■ Selected text:

How to Save a Wet iPhone or iPod Touch

You just dropped your beloved iPhone into the pool! Now what? Today we’ll take a look at the best way to ensure that this isn’t the end of your device.

In addition to outlining which recovery methods work best, we’ll also tell you some very important actions to avoid if you don’t want to ruin your phone while trying to save it!
A Lesson Learned the Hard Way

Like anyone with a modicum of sanity living in the arid desert of Phoenix Arizona, I own a swimming pool. I also own an iPod Touch. You can see where this is going. One day, as I was diligently brushing the walls of my pool, a friend stopped by. Being the polite guy that I am, I turned my back to the pool to engage in discussion.

The problem of course with turning your back on a swimming pool is that you forget that it’s there, which means when you take a step back, your friend has cause to roll on the ground with laughter as you fall helplessly through the air in slow motion with one thought on your mind: My iPod is in my pocket! Splash.

I was drenched, completely submerged. As I scrambled out of the water I handed my phone to my friend to dry off, he managed to suppress his laughter for long enough to comply. At this point, we have an all too familiar situation on our hands. This is no mere $20 mp3 player. This is a significant purchase that has possibly seen its last Words With Friends session.

In this situation there is a right and wrong way to react. Before we get into the steps that you should take, let’s look at one important thing not to do!

Image object location entries
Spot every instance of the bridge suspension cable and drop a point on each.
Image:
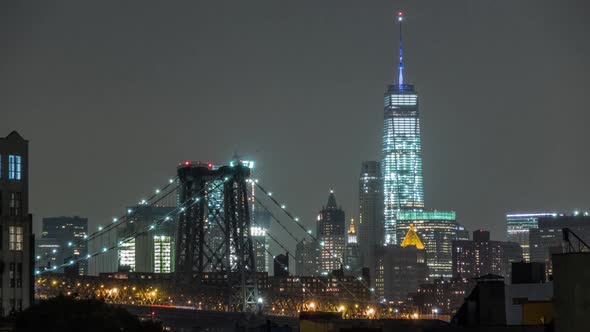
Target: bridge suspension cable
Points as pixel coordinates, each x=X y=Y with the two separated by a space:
x=152 y=226
x=153 y=199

■ Exercise goal:
Resume the article on saving a wet iPhone or iPod Touch, picking up right after its final sentence. The records are unrelated to the text and stand apart from it.

■ Task result:
Don’t Turn Your Device On

This may sound like an obvious piece of advice, but trust me, it’s not. In fact, when as I climbed out of the pool having already handed my iPod to my friend, I found that this is exactly what he did. He quickly dried off the outside of the device with his shirt and then naturally wanted to see if everything still worked and tried to use it.

This is a fantastic way to fry your device permanently. Granted, it’s likely already on standby and not truly off, but you’re still only going to heighten the risk of permanent damage if you try to increase the electronic activity.

Fortunately, in the end, this action didn’t spell disaster for my iPod Touch, but you might not be so lucky.
Drying Out the Device

As soon as you recover your device from its watery grave, the first step is to get all of the water out that you can. This goes beyond wiping the device off to even gently shaking it to try to free any trapped water inside.
Be Wary of Heat

From here one of the most common ideas is to grab a hair dryer. The problem with this method is that you can do as much damage as you repair. We know that water and electronics don’t mix, but it turns out heat and electronics have a similar relationship.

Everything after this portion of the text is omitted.